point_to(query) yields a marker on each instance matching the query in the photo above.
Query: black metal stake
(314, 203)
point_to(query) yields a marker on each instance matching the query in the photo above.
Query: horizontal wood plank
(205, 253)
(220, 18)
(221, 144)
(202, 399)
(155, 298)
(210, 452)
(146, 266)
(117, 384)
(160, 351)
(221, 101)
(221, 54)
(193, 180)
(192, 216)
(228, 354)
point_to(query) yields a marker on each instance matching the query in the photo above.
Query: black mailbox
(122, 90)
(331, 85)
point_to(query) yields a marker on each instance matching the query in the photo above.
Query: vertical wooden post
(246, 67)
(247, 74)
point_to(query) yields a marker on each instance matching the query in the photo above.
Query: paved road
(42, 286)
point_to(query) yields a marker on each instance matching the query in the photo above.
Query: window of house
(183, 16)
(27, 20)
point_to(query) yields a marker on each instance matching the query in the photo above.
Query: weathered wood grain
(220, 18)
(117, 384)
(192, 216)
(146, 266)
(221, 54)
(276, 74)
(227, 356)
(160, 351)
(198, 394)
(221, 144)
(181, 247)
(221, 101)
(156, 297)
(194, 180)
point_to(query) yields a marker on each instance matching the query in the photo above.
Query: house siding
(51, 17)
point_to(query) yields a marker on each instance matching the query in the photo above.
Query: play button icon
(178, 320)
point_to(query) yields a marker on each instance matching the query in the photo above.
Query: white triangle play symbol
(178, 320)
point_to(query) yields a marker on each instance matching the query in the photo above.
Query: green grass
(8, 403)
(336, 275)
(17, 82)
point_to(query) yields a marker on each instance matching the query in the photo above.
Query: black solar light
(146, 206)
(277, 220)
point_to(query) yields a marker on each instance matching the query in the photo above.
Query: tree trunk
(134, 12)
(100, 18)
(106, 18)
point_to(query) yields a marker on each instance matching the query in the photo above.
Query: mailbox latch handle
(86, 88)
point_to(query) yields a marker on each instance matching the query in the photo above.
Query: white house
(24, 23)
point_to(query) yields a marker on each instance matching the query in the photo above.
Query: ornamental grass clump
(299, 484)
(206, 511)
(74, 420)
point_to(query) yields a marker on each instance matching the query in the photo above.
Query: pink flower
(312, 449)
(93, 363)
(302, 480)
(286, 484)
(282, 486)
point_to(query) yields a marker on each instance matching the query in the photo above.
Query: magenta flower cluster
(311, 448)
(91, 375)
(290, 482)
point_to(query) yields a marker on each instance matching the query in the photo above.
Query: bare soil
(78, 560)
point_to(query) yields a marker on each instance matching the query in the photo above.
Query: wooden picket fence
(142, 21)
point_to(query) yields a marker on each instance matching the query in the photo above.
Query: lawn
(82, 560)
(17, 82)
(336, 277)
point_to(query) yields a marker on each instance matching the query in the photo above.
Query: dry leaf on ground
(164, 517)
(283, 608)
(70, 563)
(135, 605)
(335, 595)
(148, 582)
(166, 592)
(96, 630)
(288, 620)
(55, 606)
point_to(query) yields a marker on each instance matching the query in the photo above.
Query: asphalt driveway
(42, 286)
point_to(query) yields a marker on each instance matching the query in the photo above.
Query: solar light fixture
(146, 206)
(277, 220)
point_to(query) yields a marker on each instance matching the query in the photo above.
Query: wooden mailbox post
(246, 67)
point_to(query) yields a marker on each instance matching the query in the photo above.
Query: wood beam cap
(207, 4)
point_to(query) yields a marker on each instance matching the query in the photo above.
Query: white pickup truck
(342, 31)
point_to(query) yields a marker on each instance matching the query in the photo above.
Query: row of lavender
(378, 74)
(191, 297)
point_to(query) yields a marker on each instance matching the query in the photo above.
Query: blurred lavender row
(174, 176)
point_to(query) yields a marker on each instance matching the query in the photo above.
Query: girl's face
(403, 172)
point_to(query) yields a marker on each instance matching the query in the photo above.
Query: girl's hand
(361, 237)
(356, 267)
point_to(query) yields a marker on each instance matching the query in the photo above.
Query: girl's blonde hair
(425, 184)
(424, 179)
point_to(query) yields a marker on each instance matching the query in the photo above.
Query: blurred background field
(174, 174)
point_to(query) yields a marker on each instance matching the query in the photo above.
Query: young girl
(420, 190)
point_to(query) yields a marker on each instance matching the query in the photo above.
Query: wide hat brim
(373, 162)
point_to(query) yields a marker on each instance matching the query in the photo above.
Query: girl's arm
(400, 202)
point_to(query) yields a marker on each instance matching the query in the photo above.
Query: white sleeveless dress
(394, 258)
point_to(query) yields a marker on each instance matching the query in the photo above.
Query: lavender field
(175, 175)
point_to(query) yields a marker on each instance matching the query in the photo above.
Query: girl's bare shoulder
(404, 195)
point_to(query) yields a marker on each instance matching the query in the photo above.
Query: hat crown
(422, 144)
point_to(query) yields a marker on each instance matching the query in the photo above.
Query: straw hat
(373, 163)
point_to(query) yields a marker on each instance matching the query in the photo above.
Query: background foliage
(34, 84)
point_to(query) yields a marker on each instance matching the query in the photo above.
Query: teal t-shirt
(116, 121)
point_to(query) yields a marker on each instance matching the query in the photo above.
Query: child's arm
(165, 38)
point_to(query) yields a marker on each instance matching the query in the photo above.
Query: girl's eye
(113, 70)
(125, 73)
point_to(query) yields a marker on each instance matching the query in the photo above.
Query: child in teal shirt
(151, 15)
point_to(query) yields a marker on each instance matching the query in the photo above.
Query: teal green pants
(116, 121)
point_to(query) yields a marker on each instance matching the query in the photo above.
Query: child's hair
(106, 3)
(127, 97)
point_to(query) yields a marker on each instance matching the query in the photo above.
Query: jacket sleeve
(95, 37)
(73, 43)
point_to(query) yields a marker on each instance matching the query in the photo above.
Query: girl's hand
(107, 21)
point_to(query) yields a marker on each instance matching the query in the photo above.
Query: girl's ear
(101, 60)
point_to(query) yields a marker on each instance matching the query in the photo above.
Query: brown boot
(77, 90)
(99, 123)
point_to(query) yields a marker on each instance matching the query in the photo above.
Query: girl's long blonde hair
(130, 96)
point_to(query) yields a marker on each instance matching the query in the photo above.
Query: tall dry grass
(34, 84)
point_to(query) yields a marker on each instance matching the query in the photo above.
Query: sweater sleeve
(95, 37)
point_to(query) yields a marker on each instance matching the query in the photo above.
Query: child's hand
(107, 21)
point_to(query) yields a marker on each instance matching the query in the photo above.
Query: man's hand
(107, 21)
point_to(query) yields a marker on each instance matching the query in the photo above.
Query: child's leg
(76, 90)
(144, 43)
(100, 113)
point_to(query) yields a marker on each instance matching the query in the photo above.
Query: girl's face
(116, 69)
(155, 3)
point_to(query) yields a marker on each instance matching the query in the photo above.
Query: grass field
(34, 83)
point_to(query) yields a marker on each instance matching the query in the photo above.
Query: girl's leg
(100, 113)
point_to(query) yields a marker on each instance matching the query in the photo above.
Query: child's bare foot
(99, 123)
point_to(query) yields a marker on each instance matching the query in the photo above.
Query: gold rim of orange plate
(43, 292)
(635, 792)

→ Given instruction:
Every record above must be duplicated exactly.

→ The response:
point_to(query) yields a marker on each instance matching the query in the photo above.
Query: black metal stake
(314, 203)
point_to(query) yields a marker on each instance matching the query in the photo above.
Query: horizontal wood plank
(205, 253)
(220, 18)
(221, 144)
(202, 399)
(155, 298)
(210, 452)
(146, 266)
(117, 384)
(160, 351)
(221, 101)
(221, 54)
(193, 180)
(192, 216)
(228, 354)
point_to(query) yields a marker on each instance matching the query in the photo above.
Query: black mailbox
(122, 90)
(331, 85)
point_to(query) yields a marker on each instance matching the query in the photo above.
Query: vertical wooden post
(246, 67)
(247, 74)
point_to(query) yields a marker on each instance matching the query in the photo above.
Query: paved road
(42, 286)
point_to(query) yields a marker on each instance matching the query in the photo above.
Query: window of house
(183, 16)
(27, 20)
point_to(query) yields a marker on each instance matching the query in the photo above.
Query: weathered wood grain
(220, 18)
(117, 384)
(192, 216)
(146, 266)
(221, 54)
(276, 74)
(227, 356)
(160, 351)
(198, 394)
(221, 144)
(181, 247)
(221, 101)
(156, 297)
(194, 180)
point_to(query) yields a marker on each instance matching the query in the photo above.
Query: house siding
(51, 17)
point_to(query) yields a marker on each instance matching the query in the photo above.
Query: play button icon
(178, 320)
point_to(query) yields a marker on each instance matching the query in the photo above.
Query: white triangle play symbol
(178, 320)
point_to(query) yields a marker on each instance matching the query in the photo above.
Query: green grass
(8, 403)
(336, 275)
(17, 82)
point_to(query) yields a marker on each instance matching the query in the photo above.
Query: black solar light
(146, 206)
(277, 220)
point_to(query) yields a marker on each instance matching the query in the photo above.
Query: tree trunk
(134, 12)
(100, 18)
(106, 18)
point_to(query) yields a marker on each instance matching the query in the photo above.
Query: mailbox latch handle
(86, 88)
point_to(query) yields a marker on each instance matching the query in the photo above.
Query: white house
(24, 23)
point_to(query) yields a marker on each instance matching the query in the photo above.
Query: ornamental grass clump
(299, 484)
(206, 511)
(74, 420)
point_to(query) yields a marker on each instance matching the query in the photo above.
Query: pink flower
(312, 449)
(93, 363)
(302, 480)
(286, 484)
(282, 486)
point_to(query) yields a marker on each instance matching the query in the photo above.
Query: magenta flower cluster
(311, 448)
(91, 375)
(290, 482)
point_to(query) yields a marker on each instance matching the query in the photo above.
Query: bare soil
(78, 560)
point_to(query) yields a marker on each instance matching the query in the photo above.
Query: wooden picket fence
(142, 21)
point_to(query) yields a marker on each instance matching the query in the photo above.
Query: lawn
(82, 560)
(17, 82)
(336, 277)
point_to(query) yields a marker on each instance matching the query in the photo above.
Query: dry leaf on ground
(164, 517)
(283, 608)
(70, 563)
(135, 605)
(335, 595)
(148, 582)
(166, 592)
(96, 630)
(288, 620)
(55, 606)
point_to(query) yields a marker on each instance matching the query in the photo above.
Query: asphalt driveway
(42, 286)
point_to(query) yields a marker on each instance matching the query in the photo above.
Query: solar light fixture
(146, 206)
(277, 220)
point_to(query) yields a marker on each instance matching the query in the photo above.
Query: wooden mailbox post
(246, 67)
point_to(query) yields a marker on each instance matching the query in the photo above.
Query: wood beam cap
(207, 4)
point_to(query) yields a marker on each instance matching the query in the photo above.
Query: white pickup truck
(342, 31)
point_to(query) yields a marker on each instance matching the query in the photo above.
Query: row of lavender
(378, 74)
(191, 297)
point_to(query) yields a marker on each instance matching the query in the photo above.
Query: blurred lavender row
(174, 176)
point_to(query) yields a marker on each instance matching the query in the photo above.
Query: girl's face
(403, 172)
point_to(query) yields a marker on each instance matching the query in the photo above.
Query: girl's hand
(361, 237)
(356, 267)
point_to(query) yields a marker on each instance matching the query in the photo above.
Query: girl's blonde hair
(425, 184)
(424, 179)
point_to(query) yields a marker on each instance matching the query in the photo above.
Query: blurred background field
(174, 174)
point_to(query) yields a marker on each instance matching the query in the photo above.
Query: young girl
(420, 190)
point_to(query) yields a marker on each instance matching the query in the photo above.
Query: wide hat brim
(373, 162)
point_to(query) yields a marker on each instance matching the query in the photo above.
Query: girl's arm
(400, 202)
point_to(query) yields a marker on each instance matching the query in the photo above.
Query: white sleeveless dress
(394, 258)
point_to(query) yields a marker on each instance matching the query in the photo above.
Query: lavender field
(175, 175)
point_to(query) yields a marker on each instance matching the query in the photo above.
Query: girl's bare shoulder
(404, 195)
point_to(query) yields a marker on each instance matching the query in the photo above.
Query: hat crown
(422, 144)
point_to(query) yields a marker on each instance matching the query in the photo above.
Query: straw hat
(373, 163)
point_to(query) yields a marker on each instance matching the query in the photo above.
Query: background foliage
(34, 84)
point_to(query) yields a marker on each instance matching the query in the photo above.
Query: teal t-shirt
(116, 121)
point_to(query) yields a marker on each instance matching the query in the photo above.
Query: child's arm
(165, 38)
point_to(query) yields a marker on each instance matching the query in the photo above.
Query: girl's eye
(113, 70)
(125, 73)
point_to(query) yields a marker on each instance matching the query in the photo above.
Query: child in teal shirt
(151, 15)
point_to(query) yields a marker on each instance matching the query in the photo above.
Query: teal green pants
(116, 121)
point_to(query) yields a marker on each instance matching the query in the photo above.
Query: child's hair
(106, 3)
(127, 97)
point_to(query) yields a marker on each instance matching the query in the photo above.
Query: jacket sleeve
(95, 37)
(73, 43)
point_to(query) yields a marker on each instance matching the query in the photo above.
Query: girl's hand
(107, 21)
point_to(query) yields a marker on each instance matching the query in the photo above.
Query: girl's ear
(101, 60)
point_to(query) yields a marker on each instance matching the query in the photo above.
Query: brown boot
(77, 90)
(99, 123)
point_to(query) yields a marker on each instance matching the query in the photo above.
Query: girl's long blonde hair
(130, 96)
point_to(query) yields a marker on each instance matching the query in the photo above.
Query: tall dry grass
(34, 84)
point_to(query) yields a marker on each instance matching the query in the photo above.
Query: sweater sleeve
(95, 37)
point_to(query) yields a marker on each instance matching the query in the photo above.
Query: child's hand
(107, 21)
point_to(query) yields a marker on each instance matching the query in the photo above.
Query: man's hand
(107, 21)
point_to(query) yields a marker on each instance matching the query in the photo above.
Query: child's leg
(76, 90)
(144, 43)
(100, 113)
point_to(query) yields a marker on each instance matching the query in the photo above.
Query: girl's face
(116, 69)
(155, 3)
point_to(query) yields a marker on each instance matching the query in the photo above.
Query: grass field
(34, 83)
point_to(query) yields a marker on each instance matching the query in the photo above.
Query: girl's leg
(100, 113)
point_to(query) yields a marker on each instance matching the query in the photo above.
Query: child's bare foot
(99, 123)
point_to(query) yields a marker on each instance matching the query in the photo above.
Query: gold rim of orange plate
(43, 292)
(635, 792)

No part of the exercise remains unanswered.